## SELECTED PASSAGE
———

When accessing the reserve, the walking track and the road, the beneficiaries of the covenant are therefore experiencing the subject land from the perspective of land which does not take the benefit of the covenant (or which is outside of the subdivision) and by using amenities which were not provided for at the time the covenant was created. In that context, any visual impact or loss of amenity occasioned by the modification of the covenant and experienced by beneficiaries who use the reserve would not appear to constitute an injury, let alone a substantial one. I also note that aside from the defendants themselves, no other beneficiaries of the covenant who reside within the subdivision and make use of the reserve or the walking track have objected to the plaintiffs’ application on the basis that they will experience substantial injury.
Finally, Mr Marsden suggested in his affidavit that the covenant ‘exists to protect the low-density character of [the] neighbourhood which, in turn, protects the creek and the nature reserve and its surrounds’ but that the plaintiffs’ proposed development ‘defies’ that purpose. However, there was no expert evidence about any environmental impact on the creek and the reserve as a result of the proposed development. In any event, it must be noted that the covenant does not exist to protect the linear reserve and its creek. As I have mentioned, the lots which comprise the linear reserve do not take any benefit from the covenant.
Visual impact on 7 Jasmine Court
There is also a question of whether the proposed modification to the covenant would visually impact upon Ms Petch, as owner of the property at 7 Jasmine Court. Ms Petch says that she purchased her land because it has the benefit of the covenant and because the terms of the covenant ensured the views from her property would remain free from building development. She says that her dwelling was designed to take advantage of this particular aspect and currently has views from her lounge room, deck area and rear bedroom over the reserve into the area of the subject land which is proposed to be developed. She is concerned that the plaintiffs’ proposal will destroy her enjoyment of this vista.
During my view, I stood in the linear reserve against the fence of Ms Petch’s property in order to assess Ms Petch’s view into the subject land, which is around 40 metres away. Like the view from the walking track itself, the line of sight from this vantage point to the subject land is filtered by vegetation along the creek. The vegetation includes a number of mature trees and an understory of plants, and provides a reasonable degree of visual screening of the subject land from Ms Petch’s property. Included below is a photograph I took to illustrate this perspective which includes the walking track in the foreground.

———

## GIVEN TASK A
In the records, switch "dot" to "marker" in every line from the one containing "TARGET: woman's ponytail" down to the end of the records. Return only those lines, with everything else left unchanged.

(Labeled-object pointing records)
———

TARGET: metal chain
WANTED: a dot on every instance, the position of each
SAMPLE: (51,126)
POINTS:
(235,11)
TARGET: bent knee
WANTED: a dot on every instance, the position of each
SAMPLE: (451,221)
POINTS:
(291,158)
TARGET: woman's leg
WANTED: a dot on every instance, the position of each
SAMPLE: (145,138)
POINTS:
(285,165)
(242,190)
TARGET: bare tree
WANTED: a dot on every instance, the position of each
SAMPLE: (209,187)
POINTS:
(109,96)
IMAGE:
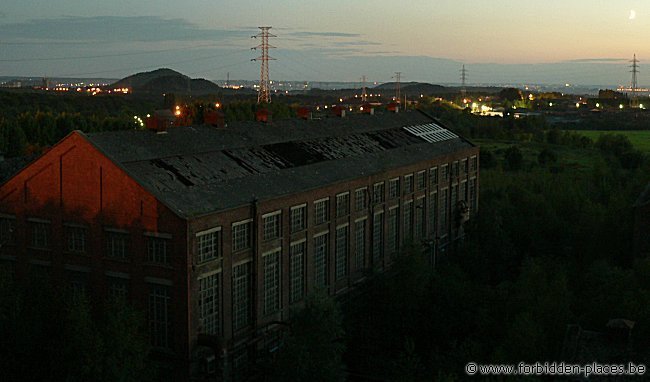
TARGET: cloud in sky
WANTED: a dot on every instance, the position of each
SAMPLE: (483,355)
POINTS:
(113,29)
(117,46)
(324,34)
(597,60)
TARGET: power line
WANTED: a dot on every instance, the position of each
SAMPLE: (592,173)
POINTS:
(463,79)
(634,71)
(398,76)
(264,95)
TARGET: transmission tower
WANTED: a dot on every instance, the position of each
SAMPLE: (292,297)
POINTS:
(264,93)
(397,77)
(634,85)
(463,80)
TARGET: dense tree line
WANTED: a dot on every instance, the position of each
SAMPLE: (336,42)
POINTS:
(48,332)
(550,246)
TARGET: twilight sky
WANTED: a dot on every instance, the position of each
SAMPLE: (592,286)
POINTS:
(501,41)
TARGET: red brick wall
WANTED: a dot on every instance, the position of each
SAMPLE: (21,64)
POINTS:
(75,183)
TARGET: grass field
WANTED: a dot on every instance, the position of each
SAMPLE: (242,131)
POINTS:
(639,138)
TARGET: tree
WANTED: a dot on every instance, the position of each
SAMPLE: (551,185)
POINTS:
(48,334)
(546,157)
(313,349)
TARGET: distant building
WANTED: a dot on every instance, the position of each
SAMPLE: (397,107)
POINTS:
(217,232)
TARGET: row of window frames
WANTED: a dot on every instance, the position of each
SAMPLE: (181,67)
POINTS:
(271,300)
(271,225)
(241,297)
(209,286)
(116,244)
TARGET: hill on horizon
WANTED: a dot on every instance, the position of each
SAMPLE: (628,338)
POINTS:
(166,80)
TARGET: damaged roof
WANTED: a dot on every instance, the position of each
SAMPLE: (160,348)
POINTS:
(200,170)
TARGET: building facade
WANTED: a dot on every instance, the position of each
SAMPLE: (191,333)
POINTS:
(217,234)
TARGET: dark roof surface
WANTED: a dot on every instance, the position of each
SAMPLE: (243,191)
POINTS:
(199,170)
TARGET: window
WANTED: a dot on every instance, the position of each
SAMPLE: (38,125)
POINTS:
(241,235)
(321,253)
(118,288)
(360,244)
(360,199)
(454,196)
(241,295)
(209,297)
(433,176)
(443,212)
(157,250)
(378,193)
(342,204)
(297,271)
(408,219)
(418,225)
(117,245)
(473,205)
(393,227)
(341,252)
(421,181)
(408,184)
(78,284)
(393,188)
(76,239)
(159,323)
(377,238)
(444,169)
(208,245)
(271,262)
(40,234)
(454,169)
(298,218)
(321,211)
(7,229)
(433,213)
(271,225)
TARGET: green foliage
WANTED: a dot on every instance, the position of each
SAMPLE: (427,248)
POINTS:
(313,349)
(46,334)
(514,159)
(549,247)
(546,157)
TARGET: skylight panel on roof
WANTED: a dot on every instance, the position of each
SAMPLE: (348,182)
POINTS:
(431,132)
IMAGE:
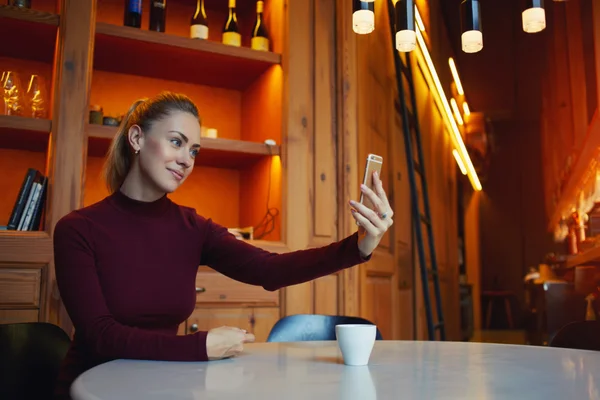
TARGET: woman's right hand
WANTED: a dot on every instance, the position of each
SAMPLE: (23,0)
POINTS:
(225,342)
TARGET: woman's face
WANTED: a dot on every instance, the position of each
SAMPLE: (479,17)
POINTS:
(168,151)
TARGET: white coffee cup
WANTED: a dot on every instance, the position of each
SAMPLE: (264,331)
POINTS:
(356,342)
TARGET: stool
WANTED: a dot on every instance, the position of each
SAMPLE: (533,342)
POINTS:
(495,294)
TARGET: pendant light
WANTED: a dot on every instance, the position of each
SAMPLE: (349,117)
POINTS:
(534,16)
(363,17)
(470,24)
(406,37)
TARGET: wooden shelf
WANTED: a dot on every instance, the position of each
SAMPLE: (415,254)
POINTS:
(28,34)
(127,50)
(20,133)
(590,151)
(25,247)
(219,153)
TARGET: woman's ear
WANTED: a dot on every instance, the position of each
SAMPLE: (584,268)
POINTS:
(135,137)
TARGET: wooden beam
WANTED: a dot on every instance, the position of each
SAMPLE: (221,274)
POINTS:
(68,143)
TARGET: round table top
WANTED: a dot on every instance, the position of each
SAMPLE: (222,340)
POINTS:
(315,370)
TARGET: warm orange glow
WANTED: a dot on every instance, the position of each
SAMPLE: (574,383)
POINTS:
(444,104)
(455,76)
(456,111)
(466,109)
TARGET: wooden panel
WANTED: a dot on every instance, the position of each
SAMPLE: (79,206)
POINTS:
(20,287)
(323,147)
(298,92)
(216,288)
(18,316)
(348,167)
(25,247)
(66,167)
(326,295)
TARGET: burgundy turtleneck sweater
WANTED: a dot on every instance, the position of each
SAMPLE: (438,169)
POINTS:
(126,273)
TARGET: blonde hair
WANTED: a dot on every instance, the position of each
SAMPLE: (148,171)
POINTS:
(142,113)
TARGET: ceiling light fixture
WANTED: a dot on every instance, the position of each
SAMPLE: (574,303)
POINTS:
(470,25)
(534,16)
(363,17)
(406,38)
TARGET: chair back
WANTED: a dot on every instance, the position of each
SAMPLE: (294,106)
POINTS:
(310,327)
(30,357)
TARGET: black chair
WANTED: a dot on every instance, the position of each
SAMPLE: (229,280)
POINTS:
(582,335)
(30,357)
(310,327)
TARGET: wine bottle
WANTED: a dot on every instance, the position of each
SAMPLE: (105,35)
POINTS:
(158,14)
(231,31)
(260,36)
(133,13)
(199,24)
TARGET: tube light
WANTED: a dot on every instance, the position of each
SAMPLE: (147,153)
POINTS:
(461,165)
(363,17)
(456,111)
(453,128)
(455,76)
(466,109)
(534,16)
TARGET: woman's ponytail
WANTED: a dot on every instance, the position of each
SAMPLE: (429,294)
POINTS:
(118,159)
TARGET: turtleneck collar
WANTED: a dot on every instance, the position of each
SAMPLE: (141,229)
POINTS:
(145,208)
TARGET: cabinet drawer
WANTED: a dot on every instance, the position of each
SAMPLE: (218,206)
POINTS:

———

## GIVEN TASK B
From the excerpt on the covenant dispute, restate word for word everything from "Finally, Mr Marsden" down to "from the covenant.".

## FINAL ANSWER A
TARGET: woman's ponytail
WANTED: a marker on every instance, the position of each
SAMPLE: (429,294)
POINTS:
(118,159)
TARGET: turtleneck collar
WANTED: a marker on every instance, the position of each
SAMPLE: (141,229)
POINTS:
(145,208)
TARGET: cabinet drawer
WANTED: a marker on every instance, the position of each
SAMPLE: (218,206)
POINTS:

## FINAL ANSWER B
Finally, Mr Marsden suggested in his affidavit that the covenant ‘exists to protect the low-density character of [the] neighbourhood which, in turn, protects the creek and the nature reserve and its surrounds’ but that the plaintiffs’ proposed development ‘defies’ that purpose. However, there was no expert evidence about any environmental impact on the creek and the reserve as a result of the proposed development. In any event, it must be noted that the covenant does not exist to protect the linear reserve and its creek. As I have mentioned, the lots which comprise the linear reserve do not take any benefit from the covenant.